───── STUDY TEXT ─────

Legal Conclusions:Demand Letter Sent to Wrong Carrier and P.I.P. Contact

In considering whether a substantially compliant demand letter is sufficient to meet the pre-suit notice requirements of F.S. s. 627.736(11) (now F.S. s. 627.736(10)) the 11th Judicial Circuit has looked by comparison to the liberal notice provisions of the medical malpractice statute and stated that:

[S]trict compliance with the medical malpractice claim statute “is in no way essential” to its legislative goal. Patry, 633 So. 2d at 12. Since the goals are the same for the medical malpractice claim statute and the pre-suit demand letter/notice requirement found in the PIP statute, it follows that strict compliance is not required for that statute either. See also USA Roofing Supply, Inc. v. Farmer5 Fla. L. Weekly Supp. 726a (Fla. Polk Cty. July 20, 1998) (although the mechanic’s lien law is a statutory creation and “must be strictly construed, substantial compliance with the notice to owner provision is sufficient to maintain a valid mechanic’s lien. . . . Substantial Compliance may be shown by implied actual notice. Implied actual notice, being an inference of fact, may be drawn by the court as a matter of law when warranted by the circumstances of the particular case calling for its application in order to grant equitable relief. . . . Implied actual notice is inferred from the fact that the person had the means of knowledge, which it was his duty to use and which he did not use.”) (Citations omitted). Under the circumstances of this case, it is found, as a matter of law, that a substantially compliant demand letter was sent to the Defendant and it had implied actual notice of Plaintiff’s suit by the letter’s address which stated it was a “PRE-SUIT DEMAND LETTER PURSUANT TO F.S. 627.736(11).”

Similarly, in the instant case, State Farm Fire and Casualty had actual and imputed notice of Plaintiff’s intent to initiate litigation as 1) it responded to Plaintiff’s demand letter three (3) times within the required thirty days under F.S. s. 627.736(11) and without any mention of a defect with the demand letter and 2) it is sufficiently related to State Farm Mutual Automobile, and, therefore, cannot avail itself of this defense.

Plaintiff Sued Wrong Carrier

Florida law holds that the addition of a new party will relate back when the new party is sufficiently related to the original party that the addition will not prejudice the new party. Darden v. Beverly Health & Rehab., 763 So. 2d 542, 542-543 (Fla. 5th DCA 2000); Schwartz v. Wilt Chamberlain’s of Boca Raton, Ltd., 725 So. 2d 451, 453 (Fla. 4th DCA 1999); Kozich v. Shahady, 702 So. 2d 1289, 1291 (Fla. 4th DCA 1997).

Thus, relation back will usually apply when the new party “knew or should have known that the plaintiff had made a mistake or was guilty of a misnomer as concerns the correct identity of the defendant so that the added party was deemed to have suffered no prejudice by being tardily brought in or substituted as a party.” Kozich, 702 So. 2d at 1291 (quoting Michelin Reifenwerke, A.G. v. Roose, 462 So. 2d 54, 57 (Fla. 4th DCA 1984)).

In the instant case, State Farm Fire and Casualty and State Farm Mutual Automobile are sufficiently related to each other and State Farm Fire and Casualty clearly knew that Plaintiff made a clerical error in suing State Farm Mutual Automobile (in fact State Farm Fire and Casualty corrected the Plaintiff’s mistake). Clearly, State Farm Fire and Casualty suffered no prejudice.

Plaintiff has moved to amend the complaint to substitute State Farm Mutual Automobile for State Farm Fire and Casualty, therefore, Defendant’s defense is moot.

ACCORDINGLY it is hereby ORDERED & ADJUDGED based on the foregoing analysis of fact and law that Defendant’s Motion for Summary Judgment based upon Defendant’s affirmative defense of 1) non-compliance with F.S. s. 627.736(10) and 2) wrong carrier sued is DENIED.

───── GIVEN DATA ─────

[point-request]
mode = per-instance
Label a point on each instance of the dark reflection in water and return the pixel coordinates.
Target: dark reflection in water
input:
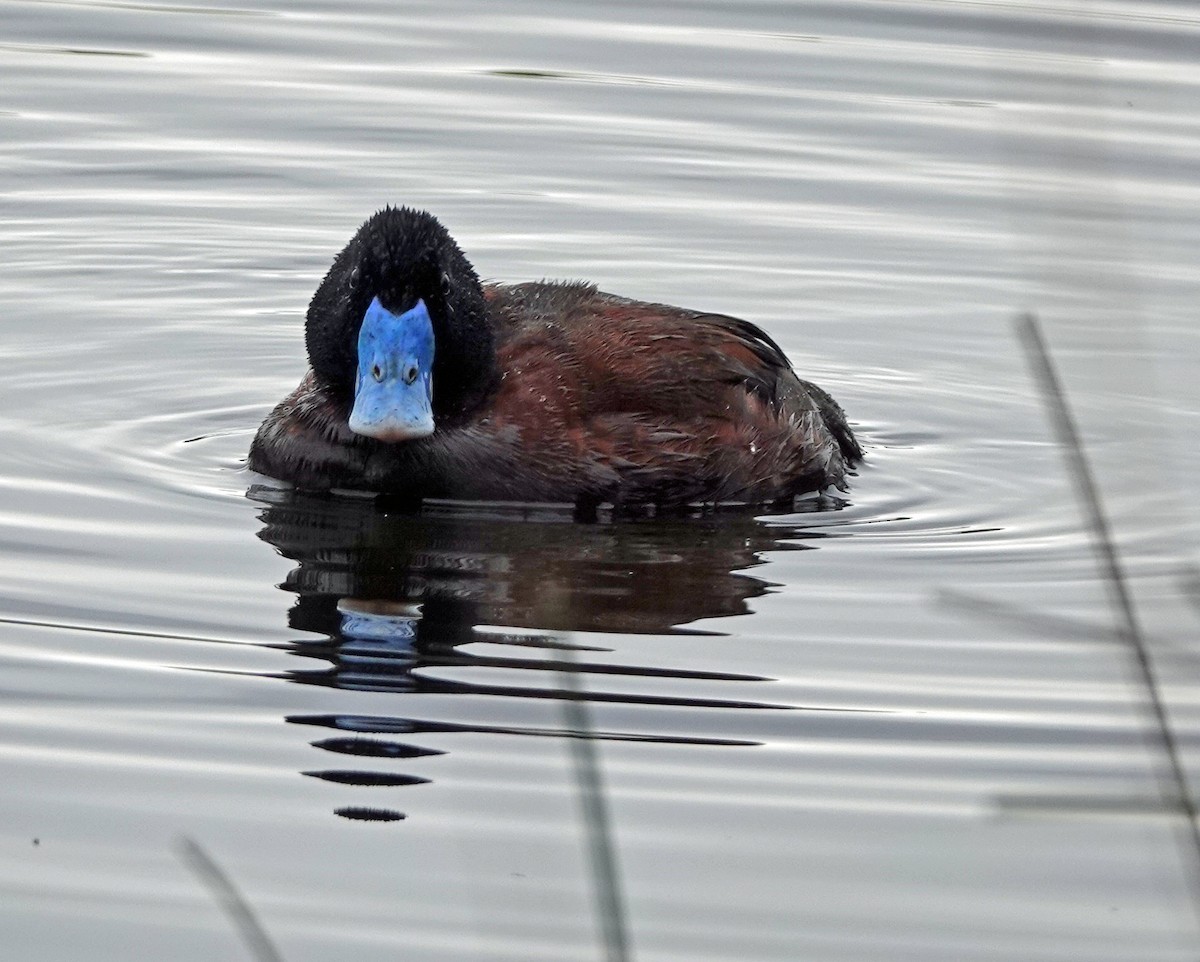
(396, 596)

─────

## WORK INSTRUCTIONS:
**a)** In the legal conclusions, rewrite the passage from "In the instant case, State Farm Fire and Casualty and" to "suffered no prejudice.", replacing "clerical error" with "typographical error".
**b)** According to the legal conclusions, how many times did State Farm Fire and Casualty respond to Plaintiff's demand letter within the required thirty days?

## TASK ANSWERS:
**a)**
In the instant case, State Farm Fire and Casualty and State Farm Mutual Automobile are sufficiently related to each other and State Farm Fire and Casualty clearly knew that Plaintiff made a typographical error in suing State Farm Mutual Automobile (in fact State Farm Fire and Casualty corrected the Plaintiff’s mistake). Clearly, State Farm Fire and Casualty suffered no prejudice.

**b)** Three times.